━━━━━ TEXT BLOCK
Some pills are called "monophasic", and some are "triphasic". If your pills are a different color each week, they’re probably triphasic. (Another clue: Often the names of these pills will start with "tri".) This type of pill mimics your body’s cycle of hormones, so each week provides a different amount. Monophasic pills, on the other hand, have the same amount of hormone every day for three weeks.

Different pills have different amounts of hormones, which can make choosing one tricky. Low-dose pills may be desirable because they may have a lower risk of side effects, but if you’re not very good at taking a pill at the same time every day, or you forget to take pills occasionally, this type of pill can be risky. The same goes for those who are overweight.

Finally, there's one more type of pill to consider: the "mini pill." This birth control pill only contains progestin and it was designed just for breastfeeding women. It's not quite as effective as the other pills, but for new moms, it's safe - and better than nothing at all. If you take the mini-pill, you should consider using condoms as a backup, especially if you’re weaning or are not breastfeeding.

The biggest disadvantage to the pill is that you can easily forget to take it. If you miss a pill - even one - you could get pregnant! (Surprised? Discover other surprising birth control mistakes in Top 9 Contraception Misconceptions.)

The Patch
The Evra Patch is a square sticker that looks a lot like a nicotine patch. You put it on your skin and wear it for a week. You repeat this for three weeks, and then take a week off. That’s the week you’ll get your period. There’s only one type of patch, and so far it’s only available in one color, which means it won't blend with darker skin tones. The Evra Patch also takes a month before it’s considered to be effective.

The Ring
The Nuvaring is a plastic ring that contains the same hormones as the pill and the patch. It’s inserted vaginally by the user and stays in the body for three weeks. You then take a week off, and that’s when you’ll get your period. Then you start the cycle all over again.

Some women worry that the Nuvaring will get "lost" or that it will be difficult to remove. So, the key to using this contraceptive properly involves getting comfortable with your body. The vaginal canal is not as long as you might think; it's possible to touch your cervix if you try, especially if you aren't aroused. The cervix is also what prevents anything from moving into your uterus. In other words, the ring won’t get "lost." (Learn more about your vagina in 10 Things You Didn't Know About Vaginas.)
━━━━━━━━━━
━━━━━ DATASET
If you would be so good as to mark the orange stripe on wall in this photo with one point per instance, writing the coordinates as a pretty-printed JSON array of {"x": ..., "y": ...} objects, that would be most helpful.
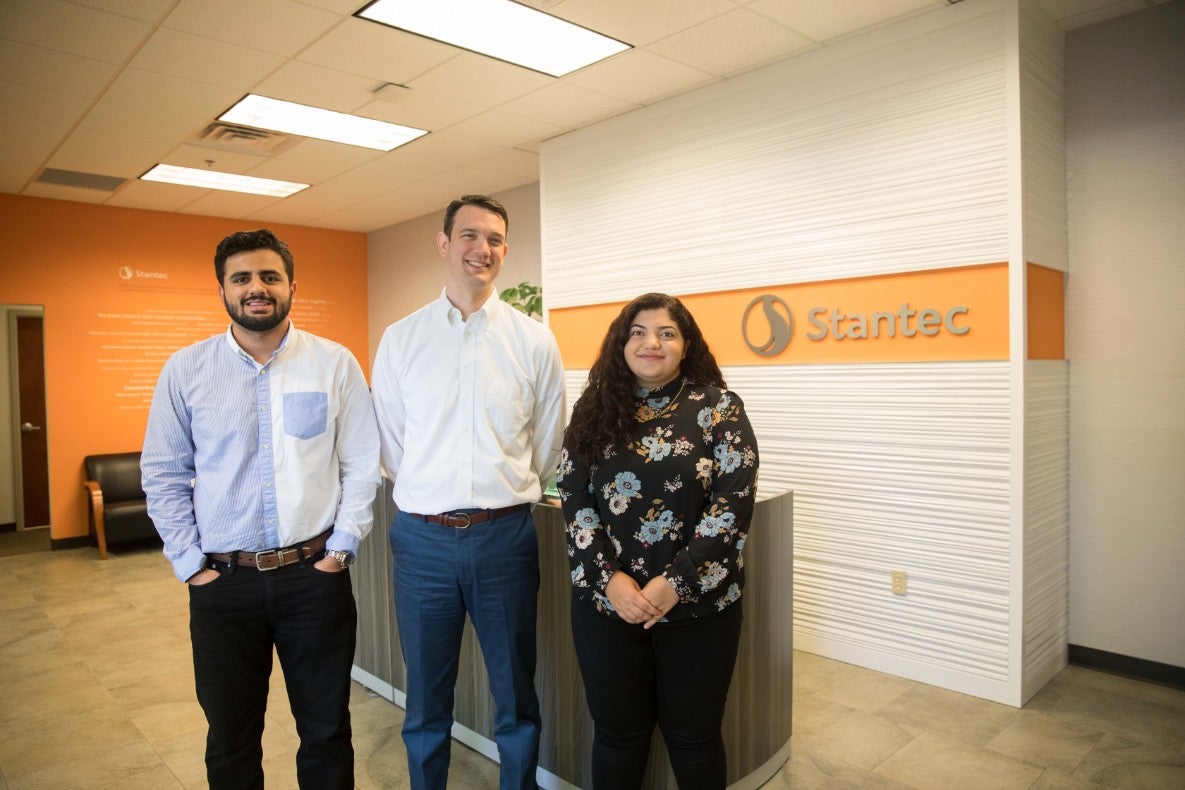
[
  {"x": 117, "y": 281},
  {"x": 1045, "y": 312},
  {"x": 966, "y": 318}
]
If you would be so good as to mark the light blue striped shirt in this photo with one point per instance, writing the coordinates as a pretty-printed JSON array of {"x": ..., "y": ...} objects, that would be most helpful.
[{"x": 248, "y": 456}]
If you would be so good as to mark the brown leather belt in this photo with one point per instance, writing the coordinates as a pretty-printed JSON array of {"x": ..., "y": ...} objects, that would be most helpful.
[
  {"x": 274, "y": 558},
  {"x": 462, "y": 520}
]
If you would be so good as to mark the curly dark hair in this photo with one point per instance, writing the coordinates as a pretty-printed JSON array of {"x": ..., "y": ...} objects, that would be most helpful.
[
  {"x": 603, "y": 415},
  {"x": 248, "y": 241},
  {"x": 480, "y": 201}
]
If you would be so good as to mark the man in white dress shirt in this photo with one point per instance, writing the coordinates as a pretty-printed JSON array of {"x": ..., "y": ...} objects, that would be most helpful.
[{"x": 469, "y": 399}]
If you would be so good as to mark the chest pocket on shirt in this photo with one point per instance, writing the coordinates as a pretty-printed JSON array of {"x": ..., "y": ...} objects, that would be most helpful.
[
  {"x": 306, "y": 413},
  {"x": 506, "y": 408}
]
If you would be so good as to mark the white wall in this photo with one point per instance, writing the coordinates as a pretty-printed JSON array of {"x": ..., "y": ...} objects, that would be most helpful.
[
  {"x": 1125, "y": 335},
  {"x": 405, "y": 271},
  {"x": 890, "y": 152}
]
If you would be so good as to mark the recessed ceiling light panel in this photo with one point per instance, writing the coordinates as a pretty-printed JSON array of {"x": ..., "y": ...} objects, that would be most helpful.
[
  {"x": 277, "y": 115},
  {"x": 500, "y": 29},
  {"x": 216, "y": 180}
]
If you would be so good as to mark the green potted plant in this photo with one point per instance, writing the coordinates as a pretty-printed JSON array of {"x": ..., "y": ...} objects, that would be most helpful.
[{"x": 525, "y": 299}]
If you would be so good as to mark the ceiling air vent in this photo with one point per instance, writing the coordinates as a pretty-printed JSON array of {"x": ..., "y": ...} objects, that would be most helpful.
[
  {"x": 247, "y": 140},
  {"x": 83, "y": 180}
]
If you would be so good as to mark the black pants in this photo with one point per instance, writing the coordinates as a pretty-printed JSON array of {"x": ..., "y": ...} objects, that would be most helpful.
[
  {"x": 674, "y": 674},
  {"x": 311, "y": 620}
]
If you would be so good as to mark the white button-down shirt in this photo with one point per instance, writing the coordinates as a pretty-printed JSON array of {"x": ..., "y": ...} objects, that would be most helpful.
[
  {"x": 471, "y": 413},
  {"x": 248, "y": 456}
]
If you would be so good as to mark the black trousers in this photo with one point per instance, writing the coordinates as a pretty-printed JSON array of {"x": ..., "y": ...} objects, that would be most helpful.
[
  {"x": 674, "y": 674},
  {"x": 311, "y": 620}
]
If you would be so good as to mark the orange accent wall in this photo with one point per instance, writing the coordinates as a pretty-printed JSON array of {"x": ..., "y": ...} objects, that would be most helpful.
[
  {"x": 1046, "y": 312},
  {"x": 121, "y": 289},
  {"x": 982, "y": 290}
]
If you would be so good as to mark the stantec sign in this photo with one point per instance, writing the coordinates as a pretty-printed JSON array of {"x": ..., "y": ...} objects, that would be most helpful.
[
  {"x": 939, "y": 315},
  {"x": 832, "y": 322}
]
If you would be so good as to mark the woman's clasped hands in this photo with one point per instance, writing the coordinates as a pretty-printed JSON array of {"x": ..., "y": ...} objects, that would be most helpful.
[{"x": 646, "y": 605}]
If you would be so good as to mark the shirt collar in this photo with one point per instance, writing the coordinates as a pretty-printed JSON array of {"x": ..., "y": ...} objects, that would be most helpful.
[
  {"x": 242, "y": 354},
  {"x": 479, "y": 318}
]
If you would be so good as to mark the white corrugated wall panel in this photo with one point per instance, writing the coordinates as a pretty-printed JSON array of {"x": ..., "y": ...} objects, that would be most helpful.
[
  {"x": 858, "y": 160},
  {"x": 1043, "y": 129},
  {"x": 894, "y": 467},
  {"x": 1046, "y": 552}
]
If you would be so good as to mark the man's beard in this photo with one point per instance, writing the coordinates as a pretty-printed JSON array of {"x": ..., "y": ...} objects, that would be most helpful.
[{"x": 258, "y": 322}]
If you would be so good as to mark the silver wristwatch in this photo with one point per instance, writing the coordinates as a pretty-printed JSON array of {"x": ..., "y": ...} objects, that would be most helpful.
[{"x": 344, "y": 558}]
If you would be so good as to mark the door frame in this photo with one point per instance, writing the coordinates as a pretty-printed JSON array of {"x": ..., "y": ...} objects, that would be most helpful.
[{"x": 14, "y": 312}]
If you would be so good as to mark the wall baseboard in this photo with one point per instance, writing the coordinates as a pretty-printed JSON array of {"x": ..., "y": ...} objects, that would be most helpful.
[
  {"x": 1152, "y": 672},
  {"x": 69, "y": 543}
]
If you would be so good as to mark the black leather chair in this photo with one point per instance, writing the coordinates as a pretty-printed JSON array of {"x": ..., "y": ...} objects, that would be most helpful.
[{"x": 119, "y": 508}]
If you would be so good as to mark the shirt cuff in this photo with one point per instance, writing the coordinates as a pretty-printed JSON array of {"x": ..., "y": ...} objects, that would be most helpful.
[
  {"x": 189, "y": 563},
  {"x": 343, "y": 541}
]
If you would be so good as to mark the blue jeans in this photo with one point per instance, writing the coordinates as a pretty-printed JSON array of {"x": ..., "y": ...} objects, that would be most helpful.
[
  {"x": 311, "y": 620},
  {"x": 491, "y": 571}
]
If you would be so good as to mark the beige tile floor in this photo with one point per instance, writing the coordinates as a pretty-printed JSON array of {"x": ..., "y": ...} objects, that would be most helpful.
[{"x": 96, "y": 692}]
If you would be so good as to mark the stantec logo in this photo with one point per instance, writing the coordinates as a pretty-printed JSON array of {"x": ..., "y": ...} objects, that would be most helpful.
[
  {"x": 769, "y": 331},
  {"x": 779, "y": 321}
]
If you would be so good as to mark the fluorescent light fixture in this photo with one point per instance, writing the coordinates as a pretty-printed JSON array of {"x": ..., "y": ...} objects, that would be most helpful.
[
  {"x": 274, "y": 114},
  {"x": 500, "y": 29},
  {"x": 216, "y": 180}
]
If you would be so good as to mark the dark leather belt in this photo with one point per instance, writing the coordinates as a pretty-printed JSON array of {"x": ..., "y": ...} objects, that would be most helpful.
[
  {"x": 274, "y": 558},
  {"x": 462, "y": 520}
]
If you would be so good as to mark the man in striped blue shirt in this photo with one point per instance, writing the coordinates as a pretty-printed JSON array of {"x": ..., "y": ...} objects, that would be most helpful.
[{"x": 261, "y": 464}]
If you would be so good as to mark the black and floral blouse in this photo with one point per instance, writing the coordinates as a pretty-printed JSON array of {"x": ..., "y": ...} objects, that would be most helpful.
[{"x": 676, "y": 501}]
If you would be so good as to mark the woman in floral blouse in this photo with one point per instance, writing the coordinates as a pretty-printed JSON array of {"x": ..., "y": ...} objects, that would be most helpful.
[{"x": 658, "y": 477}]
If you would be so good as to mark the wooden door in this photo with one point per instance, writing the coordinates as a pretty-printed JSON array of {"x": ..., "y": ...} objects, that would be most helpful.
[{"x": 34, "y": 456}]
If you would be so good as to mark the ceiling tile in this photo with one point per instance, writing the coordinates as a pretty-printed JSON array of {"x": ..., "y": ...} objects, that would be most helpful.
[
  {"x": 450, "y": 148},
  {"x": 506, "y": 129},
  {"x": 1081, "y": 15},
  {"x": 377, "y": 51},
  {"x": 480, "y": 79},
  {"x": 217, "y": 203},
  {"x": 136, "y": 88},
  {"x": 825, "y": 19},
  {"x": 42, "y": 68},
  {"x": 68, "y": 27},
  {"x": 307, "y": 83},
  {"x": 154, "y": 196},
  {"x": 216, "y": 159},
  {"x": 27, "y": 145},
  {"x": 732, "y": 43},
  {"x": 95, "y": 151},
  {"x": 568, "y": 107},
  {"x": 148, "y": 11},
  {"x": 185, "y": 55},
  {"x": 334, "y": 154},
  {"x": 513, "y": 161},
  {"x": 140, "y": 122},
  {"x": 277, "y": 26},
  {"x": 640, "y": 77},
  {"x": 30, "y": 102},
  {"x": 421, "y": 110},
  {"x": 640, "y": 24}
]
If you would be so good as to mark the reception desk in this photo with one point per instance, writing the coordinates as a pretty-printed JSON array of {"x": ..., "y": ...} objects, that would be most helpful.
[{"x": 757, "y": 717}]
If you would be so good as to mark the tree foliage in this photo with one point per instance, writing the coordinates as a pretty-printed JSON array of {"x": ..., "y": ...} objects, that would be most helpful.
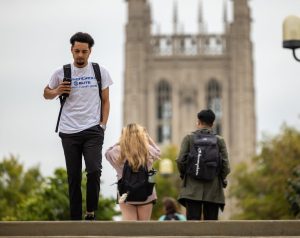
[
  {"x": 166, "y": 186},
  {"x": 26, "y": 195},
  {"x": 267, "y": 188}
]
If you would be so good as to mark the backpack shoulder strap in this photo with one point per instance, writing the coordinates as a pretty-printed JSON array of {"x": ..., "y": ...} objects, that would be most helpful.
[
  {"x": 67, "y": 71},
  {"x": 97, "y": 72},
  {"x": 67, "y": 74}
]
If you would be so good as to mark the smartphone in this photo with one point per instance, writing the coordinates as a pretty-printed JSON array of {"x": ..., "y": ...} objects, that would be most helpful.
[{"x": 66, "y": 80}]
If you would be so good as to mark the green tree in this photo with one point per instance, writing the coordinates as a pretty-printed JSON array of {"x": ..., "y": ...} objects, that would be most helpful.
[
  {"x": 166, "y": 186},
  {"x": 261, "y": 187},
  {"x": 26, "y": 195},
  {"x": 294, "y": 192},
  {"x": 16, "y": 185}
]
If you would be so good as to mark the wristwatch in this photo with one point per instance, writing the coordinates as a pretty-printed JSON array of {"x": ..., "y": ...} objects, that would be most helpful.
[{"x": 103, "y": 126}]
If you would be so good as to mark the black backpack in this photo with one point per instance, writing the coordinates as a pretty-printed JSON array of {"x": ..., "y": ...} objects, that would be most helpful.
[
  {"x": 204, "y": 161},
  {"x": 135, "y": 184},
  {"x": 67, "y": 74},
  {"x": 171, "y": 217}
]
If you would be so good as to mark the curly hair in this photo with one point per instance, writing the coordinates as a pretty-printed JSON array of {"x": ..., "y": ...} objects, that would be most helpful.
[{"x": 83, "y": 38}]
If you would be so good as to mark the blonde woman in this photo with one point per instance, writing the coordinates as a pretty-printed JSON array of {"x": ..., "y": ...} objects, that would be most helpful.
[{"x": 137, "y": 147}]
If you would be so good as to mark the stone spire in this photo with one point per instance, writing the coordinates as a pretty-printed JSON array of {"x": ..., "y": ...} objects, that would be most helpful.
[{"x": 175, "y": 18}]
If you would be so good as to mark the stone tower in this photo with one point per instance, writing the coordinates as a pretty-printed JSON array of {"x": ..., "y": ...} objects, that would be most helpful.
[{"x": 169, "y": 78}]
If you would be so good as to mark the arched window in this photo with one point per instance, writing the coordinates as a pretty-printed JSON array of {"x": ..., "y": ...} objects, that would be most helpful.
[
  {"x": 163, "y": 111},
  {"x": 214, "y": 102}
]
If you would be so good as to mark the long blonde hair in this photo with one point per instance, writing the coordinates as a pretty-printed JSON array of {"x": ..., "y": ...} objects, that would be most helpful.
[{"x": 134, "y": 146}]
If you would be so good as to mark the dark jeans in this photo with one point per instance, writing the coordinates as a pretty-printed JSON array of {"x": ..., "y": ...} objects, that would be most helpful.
━━━━━━━━━━
TASK STATEMENT> Copy the part of the birth control text that begins with "Some pills are" and ends with "day for three weeks.", putting "multiphasic" wherever "triphasic" appears.

EXERCISE SOLUTION>
Some pills are called "monophasic", and some are "multiphasic". If your pills are a different color each week, they’re probably multiphasic. (Another clue: Often the names of these pills will start with "tri".) This type of pill mimics your body’s cycle of hormones, so each week provides a different amount. Monophasic pills, on the other hand, have the same amount of hormone every day for three weeks.